Documento de origem:
#####
Câmara de Vereadores de Guaíba

PARECER JURÍDICO

PROCESSO : Projeto de Lei do Legislativo n.º 063/2021
PROPONENTE : Ver. Miguel Crizel
     
PARECER : Nº 128/2021
REQUERENTE : #REQUERENTE#

"Determina que os serviços terceirizados pelo Poder Público, que utilizam veículos, caminhões e máquinas para a prestação de serviços, sejam equipados com GPS para rastreamento, e dá outras providências"

1. Relatório:

O Vereador Miguel Crizel (PSL) apresentou o Projeto de Lei nº 063/2021 à Câmara Municipal, o qual “Determina que os serviços terceirizados pelo Poder Público, que utilizam veículos, caminhões e máquinas para a prestação de serviços, sejam equipados com GPS para rastreamento, e dá outras providências”. A proposta foi encaminhada à Procuradoria pela Presidência para análise nos termos do artigo 105 do Regimento Interno.

2. MÉRITO:

De fato, a norma insculpida no art. 105 do Regimento Interno da Câmara Municipal de Guaíba prevê que cabe ao Presidente do Legislativo a prerrogativa de devolver ao autor as proposições manifestadamente inconstitucionais (art. 105, II), alheias à competência da Câmara (art. 105, I) ou ainda aquelas de caráter pessoal (art. 105, III). O mesmo controle já é exercido no âmbito da Câmara dos Deputados, com base em seu Regimento Interno (art. 137, § 1º), e no Regimento Interno do Senado Federal (art. 48, XI), e foi replicado em diversos outros regimentos internos de outros parlamentos brasileiros.

A doutrina trata do sentido da norma jurídica inscrita no art. 105 do Regimento Interno caracterizando-o como um controle de constitucionalidade político ou preventivo, sendo tal controle exercido dentro do Parlamento, através de exame superficial pela Presidência da Mesa Diretora, com natureza preventiva e interna, antes que a proposição possa percorrer o trâmite legislativo. Via de regra, a devolução se perfaz por despacho fundamentado da Presidência, indicando o artigo constitucional violado, podendo o autor recorrer da decisão ao Plenário (art. 105, parágrafo único).

O artigo 18 da Constituição Federal de 1988, inaugurando o tema da organização do Estado, prevê que “A organização político-administrativa da República Federativa do Brasil compreende a União, os Estados, o Distrito Federal e os Municípios, todos autônomos, nos termos desta Constituição.” O termo “autonomia política”, sob o ponto de vista jurídico, congrega um conjunto de capacidades conferidas aos entes federados para instituir a sua organização, legislação, a administração e o governo próprios.
#####
Dados coletados:
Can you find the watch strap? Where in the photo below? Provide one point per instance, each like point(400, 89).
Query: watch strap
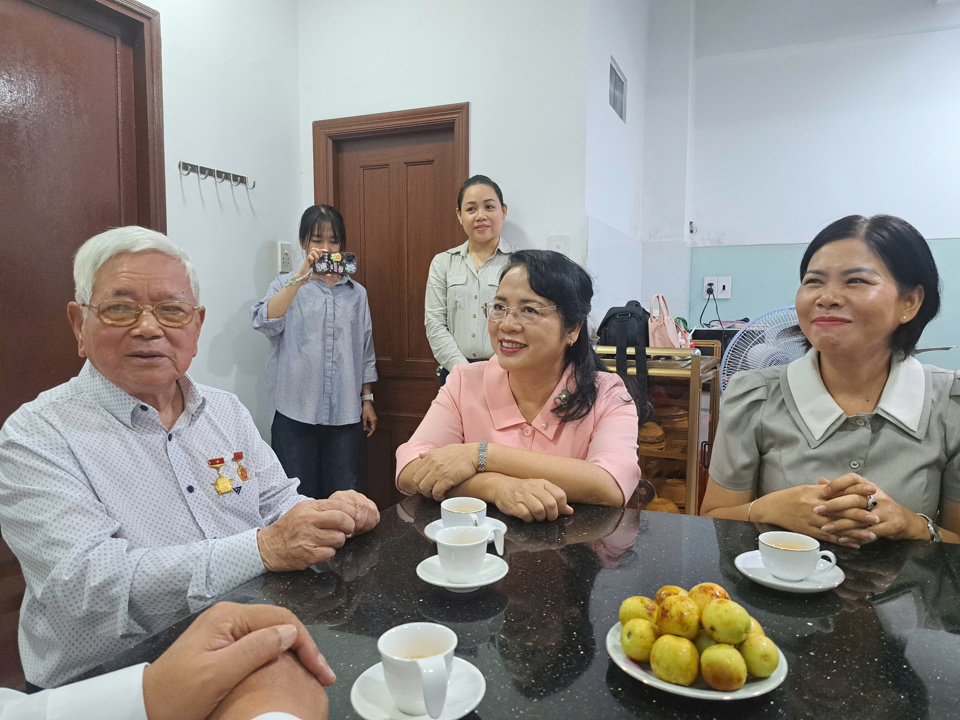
point(932, 528)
#####
Enunciado da tarefa:
Verifique se cada afirmação abaixo está de acordo com o parecer jurídico acima, respondendo sim ou não e citando literalmente o trecho decisivo: (a) a proposta foi enviada à Procuradoria pela Presidência para análise com base no artigo 105 do Regimento Interno; (b) o autor não pode recorrer da devolução da proposição; (c) o controle do art. 105 ocorre depois de a proposição percorrer o trâmite legislativo.

Resultado da tarefa:
(a) Sim: “A proposta foi encaminhada à Procuradoria pela Presidência para análise nos termos do artigo 105 do Regimento Interno.”
(b) Não: “podendo o autor recorrer da decisão ao Plenário (art. 105, parágrafo único)”.
(c) Não: “antes que a proposição possa percorrer o trâmite legislativo”.